Brief - Pick out each line of the records in which the word "instance" appears.

★ ★ ★ ★ ★

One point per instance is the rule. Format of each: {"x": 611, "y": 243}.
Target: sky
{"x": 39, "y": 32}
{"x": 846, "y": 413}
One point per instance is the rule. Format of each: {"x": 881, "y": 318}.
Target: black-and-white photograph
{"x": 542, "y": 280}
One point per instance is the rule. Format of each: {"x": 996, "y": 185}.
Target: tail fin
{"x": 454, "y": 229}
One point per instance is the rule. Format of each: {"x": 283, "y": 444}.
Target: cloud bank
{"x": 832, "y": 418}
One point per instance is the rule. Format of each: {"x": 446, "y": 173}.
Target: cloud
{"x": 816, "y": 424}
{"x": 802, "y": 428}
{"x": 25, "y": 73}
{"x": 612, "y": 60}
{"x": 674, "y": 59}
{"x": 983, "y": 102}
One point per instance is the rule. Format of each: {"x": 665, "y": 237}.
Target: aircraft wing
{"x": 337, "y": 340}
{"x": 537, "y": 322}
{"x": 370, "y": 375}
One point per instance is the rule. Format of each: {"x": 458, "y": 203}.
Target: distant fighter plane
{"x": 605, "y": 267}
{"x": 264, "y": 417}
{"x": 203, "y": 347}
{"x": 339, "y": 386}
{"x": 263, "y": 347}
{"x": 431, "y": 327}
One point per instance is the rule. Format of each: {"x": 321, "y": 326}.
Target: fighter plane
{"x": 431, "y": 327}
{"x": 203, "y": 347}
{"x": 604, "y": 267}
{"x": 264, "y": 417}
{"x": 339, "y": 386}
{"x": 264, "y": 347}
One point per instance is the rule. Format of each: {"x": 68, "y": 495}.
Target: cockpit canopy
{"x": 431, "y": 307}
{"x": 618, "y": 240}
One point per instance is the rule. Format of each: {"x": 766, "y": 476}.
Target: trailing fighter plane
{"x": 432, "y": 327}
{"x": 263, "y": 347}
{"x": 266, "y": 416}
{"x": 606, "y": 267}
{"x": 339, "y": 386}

★ ★ ★ ★ ★

Answer for this exercise -
One point per instance is the rule. Format of each: {"x": 611, "y": 243}.
One point per instance is the rule. Format of each: {"x": 881, "y": 318}.
One point per instance is the rule. Format of each: {"x": 996, "y": 185}.
One point per instance is the rule. Format of each: {"x": 283, "y": 444}.
One point per instance is the rule. Format of each: {"x": 446, "y": 173}.
One point per instance is the rule. Format of each: {"x": 665, "y": 237}.
One point per instance is the rule. Format of each: {"x": 458, "y": 203}.
One point per instance is the rule. Format of each: {"x": 321, "y": 326}.
One point per instance is the rule. Format of each: {"x": 68, "y": 495}.
One point per instance is the rule. Format of each: {"x": 766, "y": 476}.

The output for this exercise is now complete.